Document segment Block Start

2026-03-12 · dcode · monitoring, production, observability

Monitoring AI Agents in Production: What to Watch and When to Panic

The health monitor checks every 60 seconds — service heartbeats, DB integrity, failure rates. Here's what to monitor and what the alert thresholds should be.

You can't tail -f your way out of this

Autonomous agents fail differently than web services. A web server goes down and returns 500s. An agent fails silently — it runs, reports success, and produces garbage. Or it enters a retry loop that looks healthy from the outside. Or one agent's failure cascades through task handoffs to three others.

Monitoring agents in production requires watching different signals than traditional infrastructure.

The health monitor

Klawty's health monitor runs every 60 seconds. It checks six categories:

Service heartbeats — Is each agent process running? Last heartbeat timestamp within 2x the expected cycle time. If Leila's cycle is 15 minutes and her last heartbeat was 35 minutes ago, something is wrong.

Document segment Block End
Recorded information Block Start

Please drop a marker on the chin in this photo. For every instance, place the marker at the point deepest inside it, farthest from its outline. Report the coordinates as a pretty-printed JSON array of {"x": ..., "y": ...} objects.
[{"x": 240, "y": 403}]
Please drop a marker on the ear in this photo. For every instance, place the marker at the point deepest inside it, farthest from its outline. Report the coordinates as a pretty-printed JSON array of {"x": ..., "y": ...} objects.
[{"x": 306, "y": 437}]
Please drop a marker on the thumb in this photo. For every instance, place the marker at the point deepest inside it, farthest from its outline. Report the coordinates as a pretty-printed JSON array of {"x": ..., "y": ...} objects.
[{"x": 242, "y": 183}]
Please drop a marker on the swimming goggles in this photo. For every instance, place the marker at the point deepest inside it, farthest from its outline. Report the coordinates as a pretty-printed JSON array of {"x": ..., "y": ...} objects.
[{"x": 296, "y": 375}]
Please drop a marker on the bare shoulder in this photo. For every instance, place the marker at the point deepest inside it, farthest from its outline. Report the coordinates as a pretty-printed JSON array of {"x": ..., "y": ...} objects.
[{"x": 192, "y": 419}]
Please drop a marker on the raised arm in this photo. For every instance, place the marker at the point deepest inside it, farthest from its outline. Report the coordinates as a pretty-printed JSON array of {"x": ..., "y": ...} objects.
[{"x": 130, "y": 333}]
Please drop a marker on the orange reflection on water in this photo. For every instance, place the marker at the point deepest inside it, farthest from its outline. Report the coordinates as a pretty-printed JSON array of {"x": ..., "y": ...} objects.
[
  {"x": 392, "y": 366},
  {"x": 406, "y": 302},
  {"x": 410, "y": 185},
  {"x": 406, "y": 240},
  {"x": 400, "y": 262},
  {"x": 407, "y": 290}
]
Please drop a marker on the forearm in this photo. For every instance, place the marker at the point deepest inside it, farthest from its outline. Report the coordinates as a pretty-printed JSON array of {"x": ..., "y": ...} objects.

Recorded information Block End

*Assignment 1:*
Answer these about the agent monitoring text:
(a) How often does Klawty's health monitor run?
(b) How many categories of checks does the health monitor cover?
(c) According to the text, what does a web server return when it goes down?
*Assignment 2:* Return the passage of the agent monitoring text from "The health monitor checks" up to and including "something is wrong.", word for word.

*Written solution 1:*
(a) Every 60 seconds.
(b) Six.
(c) 500s.

*Written solution 2:*
The health monitor checks every 60 seconds — service heartbeats, DB integrity, failure rates. Here's what to monitor and what the alert thresholds should be.

You can't tail -f your way out of this

Autonomous agents fail differently than web services. A web server goes down and returns 500s. An agent fails silently — it runs, reports success, and produces garbage. Or it enters a retry loop that looks healthy from the outside. Or one agent's failure cascades through task handoffs to three others.

Monitoring agents in production requires watching different signals than traditional infrastructure.

The health monitor

Klawty's health monitor runs every 60 seconds. It checks six categories:

Service heartbeats — Is each agent process running? Last heartbeat timestamp within 2x the expected cycle time. If Leila's cycle is 15 minutes and her last heartbeat was 35 minutes ago, something is wrong.